(Natural language region descriptions)
_ _ _ _

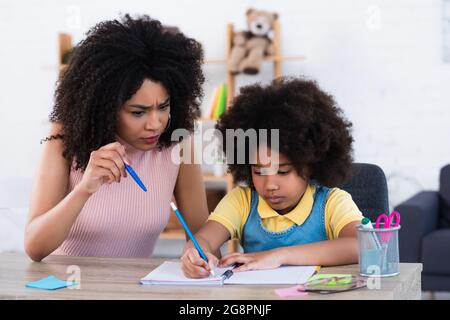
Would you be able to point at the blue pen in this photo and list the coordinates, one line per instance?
(135, 177)
(188, 231)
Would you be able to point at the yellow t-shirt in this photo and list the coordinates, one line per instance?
(233, 210)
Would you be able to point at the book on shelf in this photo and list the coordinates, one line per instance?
(218, 102)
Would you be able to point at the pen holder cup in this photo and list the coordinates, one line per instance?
(378, 251)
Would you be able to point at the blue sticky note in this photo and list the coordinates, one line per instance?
(50, 283)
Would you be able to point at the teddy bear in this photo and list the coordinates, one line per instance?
(250, 47)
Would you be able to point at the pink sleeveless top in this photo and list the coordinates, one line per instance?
(120, 219)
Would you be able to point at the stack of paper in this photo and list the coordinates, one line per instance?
(170, 273)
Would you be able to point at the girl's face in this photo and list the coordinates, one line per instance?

_ _ _ _

Nothing but the lines from the one with "Would you be able to point at the blue sticky" to the last line of the data should appear in the answer, each exactly as it stands.

**Response to the task**.
Would you be able to point at the blue sticky note in this photo and list the coordinates, one line per instance?
(50, 283)
Would you be able to point at the teddy bear in this photo and list the coordinates, one line per instance?
(250, 47)
Would you be able to point at the pink sleeveless top in this photo and list the coordinates, one line per instance?
(120, 219)
Would you be able to point at the stack of paper in this photo and list the coordinates, one line per instance?
(170, 273)
Would you be able to point at the girl's face in this photo and list the coordinates, one line per instance?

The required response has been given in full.